§ **MATERIAL TO PROCESS**
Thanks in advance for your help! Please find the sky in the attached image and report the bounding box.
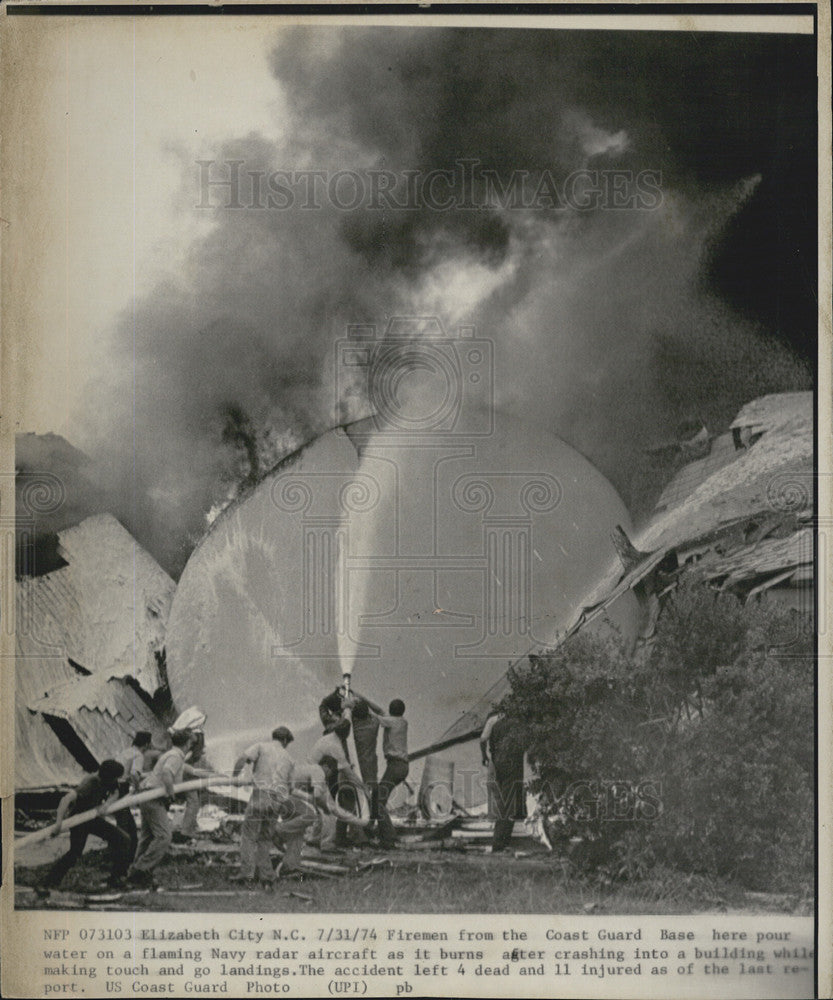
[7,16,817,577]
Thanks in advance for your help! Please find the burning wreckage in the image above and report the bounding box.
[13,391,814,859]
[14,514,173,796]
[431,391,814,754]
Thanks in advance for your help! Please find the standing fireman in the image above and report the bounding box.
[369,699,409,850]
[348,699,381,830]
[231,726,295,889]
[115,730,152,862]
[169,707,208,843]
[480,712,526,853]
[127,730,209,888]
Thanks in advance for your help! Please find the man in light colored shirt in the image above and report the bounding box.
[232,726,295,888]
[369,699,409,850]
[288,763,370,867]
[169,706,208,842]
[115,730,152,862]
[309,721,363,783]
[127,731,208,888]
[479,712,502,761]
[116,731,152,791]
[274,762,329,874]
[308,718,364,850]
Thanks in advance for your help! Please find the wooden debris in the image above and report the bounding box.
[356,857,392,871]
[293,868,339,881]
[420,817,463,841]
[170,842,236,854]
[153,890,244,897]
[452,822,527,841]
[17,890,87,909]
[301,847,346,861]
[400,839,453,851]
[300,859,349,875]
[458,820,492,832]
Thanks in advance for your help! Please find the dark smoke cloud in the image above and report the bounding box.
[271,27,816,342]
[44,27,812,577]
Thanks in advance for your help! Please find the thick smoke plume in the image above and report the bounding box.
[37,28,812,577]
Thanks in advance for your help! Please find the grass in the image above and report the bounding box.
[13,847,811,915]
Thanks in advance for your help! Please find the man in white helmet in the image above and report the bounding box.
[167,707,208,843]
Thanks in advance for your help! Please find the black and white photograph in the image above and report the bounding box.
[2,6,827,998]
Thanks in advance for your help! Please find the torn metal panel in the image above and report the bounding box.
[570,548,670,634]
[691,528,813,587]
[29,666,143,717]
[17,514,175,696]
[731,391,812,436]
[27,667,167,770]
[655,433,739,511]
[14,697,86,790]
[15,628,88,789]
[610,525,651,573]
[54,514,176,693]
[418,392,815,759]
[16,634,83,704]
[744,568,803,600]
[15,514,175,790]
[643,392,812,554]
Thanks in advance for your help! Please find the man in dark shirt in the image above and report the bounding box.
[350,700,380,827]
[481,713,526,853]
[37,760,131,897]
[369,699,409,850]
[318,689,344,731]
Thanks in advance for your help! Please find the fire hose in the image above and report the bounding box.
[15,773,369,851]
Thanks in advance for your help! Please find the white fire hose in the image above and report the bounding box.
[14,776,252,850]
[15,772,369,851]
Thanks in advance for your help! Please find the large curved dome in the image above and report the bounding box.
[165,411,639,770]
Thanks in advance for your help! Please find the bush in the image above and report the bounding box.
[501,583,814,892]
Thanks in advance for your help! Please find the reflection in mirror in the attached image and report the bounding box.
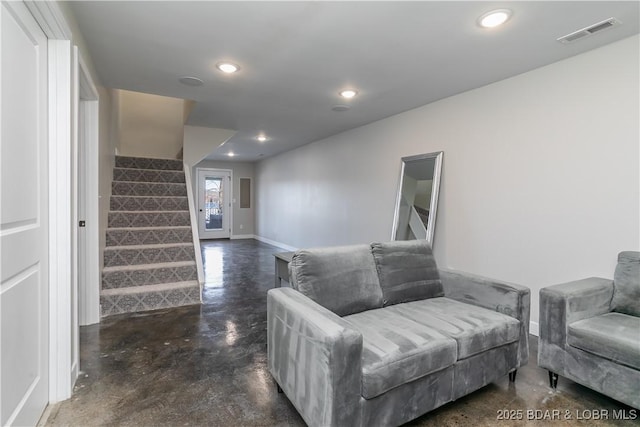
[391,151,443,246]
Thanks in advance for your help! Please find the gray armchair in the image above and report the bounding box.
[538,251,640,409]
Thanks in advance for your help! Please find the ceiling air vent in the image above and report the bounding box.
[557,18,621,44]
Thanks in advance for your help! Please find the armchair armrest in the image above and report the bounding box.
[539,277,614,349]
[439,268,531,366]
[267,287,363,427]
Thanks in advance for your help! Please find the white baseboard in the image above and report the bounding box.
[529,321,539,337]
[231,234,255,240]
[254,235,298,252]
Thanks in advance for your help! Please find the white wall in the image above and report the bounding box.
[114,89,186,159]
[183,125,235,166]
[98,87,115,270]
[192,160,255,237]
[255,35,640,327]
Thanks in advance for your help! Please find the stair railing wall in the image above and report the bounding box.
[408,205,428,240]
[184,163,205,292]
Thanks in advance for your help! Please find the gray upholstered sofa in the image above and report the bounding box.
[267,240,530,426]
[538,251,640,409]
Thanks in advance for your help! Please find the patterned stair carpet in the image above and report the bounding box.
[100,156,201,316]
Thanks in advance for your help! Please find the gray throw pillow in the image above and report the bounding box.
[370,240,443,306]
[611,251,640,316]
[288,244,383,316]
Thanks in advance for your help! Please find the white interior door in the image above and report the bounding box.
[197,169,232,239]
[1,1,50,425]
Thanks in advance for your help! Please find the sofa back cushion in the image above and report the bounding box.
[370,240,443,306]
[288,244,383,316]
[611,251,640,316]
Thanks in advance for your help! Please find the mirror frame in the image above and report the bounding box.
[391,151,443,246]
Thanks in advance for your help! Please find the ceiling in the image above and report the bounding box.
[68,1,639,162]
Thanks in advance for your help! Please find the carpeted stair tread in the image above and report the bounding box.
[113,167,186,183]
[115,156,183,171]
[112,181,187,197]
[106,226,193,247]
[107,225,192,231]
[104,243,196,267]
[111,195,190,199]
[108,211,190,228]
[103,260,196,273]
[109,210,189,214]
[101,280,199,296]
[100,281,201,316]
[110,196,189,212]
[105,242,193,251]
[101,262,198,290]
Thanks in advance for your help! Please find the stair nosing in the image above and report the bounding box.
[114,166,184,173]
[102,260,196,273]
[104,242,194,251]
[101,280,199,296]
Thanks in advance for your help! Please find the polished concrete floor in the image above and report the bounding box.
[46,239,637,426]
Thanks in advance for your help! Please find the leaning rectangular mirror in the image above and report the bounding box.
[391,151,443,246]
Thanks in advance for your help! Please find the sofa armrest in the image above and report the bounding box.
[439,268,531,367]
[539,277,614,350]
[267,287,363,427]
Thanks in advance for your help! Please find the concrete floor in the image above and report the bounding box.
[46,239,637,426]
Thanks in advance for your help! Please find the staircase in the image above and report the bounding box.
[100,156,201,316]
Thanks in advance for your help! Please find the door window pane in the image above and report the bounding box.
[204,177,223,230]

§ **DIRECTIONS FOR THIS TASK**
Transcribe everything above exactly. Do not include the pictures.

§ **RESPONSE BELOW**
Thanks in advance for your help! Please find the sky in the attached image and report the bounding box.
[7,16,817,577]
Thanks in advance for your help! Please find the burning wreckage in the image above and report the bounding box.
[13,391,814,859]
[14,514,173,796]
[431,391,814,754]
Thanks in advance for your help! Please find the standing fireman in the image above and report the bounding box.
[369,699,409,850]
[348,699,381,830]
[231,726,295,889]
[115,730,152,862]
[169,707,208,843]
[480,712,526,853]
[127,730,209,888]
Thanks in advance for your help! Please find the man in light colored shirt in the image above and report the bounding box.
[232,726,295,888]
[369,699,409,850]
[288,763,370,867]
[169,706,208,842]
[115,730,152,862]
[309,721,363,783]
[127,731,208,888]
[479,712,502,761]
[116,731,152,791]
[274,762,329,874]
[308,718,364,850]
Thanks in advance for your help! Please find the wooden debris in the image above and report the bounding box.
[356,857,392,871]
[293,868,339,881]
[420,817,463,841]
[170,842,236,854]
[153,890,244,897]
[452,822,527,841]
[17,890,87,909]
[301,847,346,861]
[400,839,453,851]
[300,859,349,875]
[458,820,492,832]
Thanks in advance for your help! Please find the dark smoke cloud in the image above and report the bounding box.
[271,27,816,342]
[44,27,812,577]
Thanks in advance for your help! Please find the thick smoke plume in the image above and report the bounding box.
[37,28,812,577]
Thanks in advance for your help! Please find the grass in the image above and report the bounding box.
[13,847,811,915]
Thanks in advance for your help! Please find the man in white helmet in the image above and report the bounding box.
[167,707,208,843]
Thanks in advance for your help! Please find the black and white photograph in the image above and report the bounding box.
[2,6,827,998]
Thanks in advance for your help! Please find the torn metal panel in the image above and report the bounding box.
[570,548,670,634]
[691,528,813,587]
[29,666,143,717]
[17,514,175,696]
[731,391,812,436]
[27,667,167,770]
[655,433,739,511]
[14,697,86,790]
[15,628,88,789]
[610,525,651,573]
[54,514,176,693]
[418,392,815,759]
[16,634,83,704]
[744,568,803,600]
[15,514,175,790]
[643,392,812,554]
Thanks in advance for your help! Please find the man in dark shirt in the image above and report the bounding box.
[350,700,380,827]
[481,713,526,853]
[37,760,131,897]
[369,699,409,850]
[318,689,344,731]
Thanks in advance for your help! Please find the fire hose in the image above and report the bounding box.
[15,773,369,851]
Thanks in advance for your help! Please find the white fire hose in the image above and report the bounding box.
[14,776,252,850]
[15,772,369,851]
Thanks in advance for your help! Please find the large curved dome in the image above and report the bounding box.
[165,411,639,770]
Thanks in advance for your help! Please find the bush in the image above and report the bounding box.
[501,583,814,892]
Thanks in advance for your help! Please find the reflection in mirror in the attached image and report the bounding box.
[391,151,443,246]
Thanks in advance for your help! Please find the gray armchair in the image above and report the bounding box.
[538,251,640,409]
Thanks in advance for your help! Please find the ceiling air vent in the image above and report the bounding box.
[557,18,621,44]
Thanks in advance for your help! Please find the armchair armrest in the image above and report the bounding box.
[539,277,614,349]
[439,268,531,366]
[267,287,363,427]
Thanks in advance for your help! Please find the white baseboard in the image above and report the bounding box.
[529,321,539,337]
[231,234,255,240]
[254,235,298,252]
Thanks in advance for your help! Please find the white wall in the image above and report the bounding box.
[114,89,186,159]
[183,125,235,166]
[98,87,115,270]
[192,160,255,237]
[255,35,640,327]
Thanks in advance for your help! Please find the stair railing wall in the image above and report the bounding box.
[408,205,428,240]
[184,163,205,292]
Thanks in advance for your help! Please find the gray upholstered sofa in the image above and report the bounding box.
[267,240,530,426]
[538,251,640,409]
Thanks in advance for your help! Please find the patterned stair carpet in the image above and report the bounding box.
[100,156,201,316]
Thanks in advance for your help! Please find the gray throw pillow in the image above and report the bounding box.
[370,240,443,306]
[611,251,640,316]
[288,244,383,316]
Thanks in advance for your help! Please find the white interior door in the image above and report the bounding box.
[197,169,232,239]
[1,1,50,425]
Thanks in advance for your help! Please find the sofa back cushion in the image above and report the bounding box.
[370,240,443,306]
[288,244,383,316]
[611,251,640,316]
Thanks in advance for your help! Please find the mirror frame in the image above and report the bounding box.
[391,151,443,246]
Thanks in advance for your help! Please find the ceiling in the image above and report the bounding box.
[68,1,639,162]
Thanks in advance for your help! Please find the carpeted stair tread in the image above and report the bounding box.
[113,167,186,183]
[115,156,183,171]
[112,181,187,197]
[106,226,193,247]
[107,225,192,231]
[104,243,196,267]
[111,195,190,199]
[108,211,190,228]
[103,260,196,273]
[109,210,189,214]
[101,280,199,296]
[100,281,201,316]
[110,196,189,212]
[105,242,193,251]
[101,262,198,290]
Thanks in advance for your help! Please find the stair nosing in the image above and report the bounding box.
[114,166,184,173]
[102,260,196,273]
[104,242,194,251]
[101,280,199,296]
Thanks in advance for your help! Please find the polished concrete floor in the image above and report the bounding box.
[46,239,637,426]
Thanks in advance for your help! Please find the leaning rectangular mirror in the image above and report the bounding box.
[391,151,443,246]
Thanks in advance for your help! Please find the sofa armrest in the image above and report the bounding box.
[439,268,531,367]
[539,277,614,350]
[267,287,363,427]
Thanks in advance for your help! Please find the concrete floor in the image above and report the bounding box.
[46,239,637,426]
Thanks in advance for your help! Please find the staircase in the image above and report the bounding box.
[100,156,201,316]
Thanks in advance for your help! Please find the door window pane in the image above and report the bounding box.
[204,177,223,230]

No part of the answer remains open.